_Stated goal 1_
Rewrite the stretch of entries from the line containing "Please indicate the apartment" through the end of the entries, requests included, and adjust every coordinate in the answers by -47.

_Extracted text_
>> begin
Does the Order of Linq Functions Matter

Does the order of LINQ functions matter?

It will depend on the LINQ provider in use. For LINQ to Objects, that could certainly make a huge difference. Assume we've actually got:

var query = myCollection.OrderBy(item => item.CreatedDate)
.Where(item => item.Code > 3);

var result = query.Last();

That requires the whole collection to be sorted and then filtered. If we had a million items, only one of which had a code greater than 3, we'd be wasting a lot of time ordering results which would be thrown away.

Compare that with the reversed operation, filtering first:

var query = myCollection.Where(item => item.Code > 3)
.OrderBy(item => item.CreatedDate);

var result = query.Last();

This time we're only ordering the filtered results, which in the sample case of "just a single item matching the filter" will be a lot more efficient - both in time and space.

It also could make a difference in whether the query executes correctly or not. Consider:

var query = myCollection.Where(item => item.Code != 0)
.OrderBy(item => 10 / item.Code);

var result = query.Last();

That's fine - we know we'll never be dividing by 0. But if we perform the ordering before the filtering, the query will throw an exception.
>> end
_Listing_
>> begin
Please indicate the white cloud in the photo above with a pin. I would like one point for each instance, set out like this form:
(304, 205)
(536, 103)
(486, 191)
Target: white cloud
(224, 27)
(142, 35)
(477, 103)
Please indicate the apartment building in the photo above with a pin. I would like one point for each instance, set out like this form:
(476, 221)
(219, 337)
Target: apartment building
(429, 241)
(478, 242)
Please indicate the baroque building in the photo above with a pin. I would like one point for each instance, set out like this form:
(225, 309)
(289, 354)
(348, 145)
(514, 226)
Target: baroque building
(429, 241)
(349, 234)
>> end
_Stated goal 2_
According to the text on LINQ function order, what happens if the ordering by 10 / item.Code is performed before the filtering?

_Exercise solution 1_
Please indicate the apartment building in the photo above with a pin. I would like one point for each instance, set out like this form:
(476, 221)
(219, 337)
Target: apartment building
(382, 194)
(431, 195)
Please indicate the baroque building in the photo above with a pin. I would like one point for each instance, set out like this form:
(225, 309)
(289, 354)
(348, 145)
(514, 226)
Target: baroque building
(382, 194)
(302, 187)

_Exercise solution 2_
The query will throw an exception.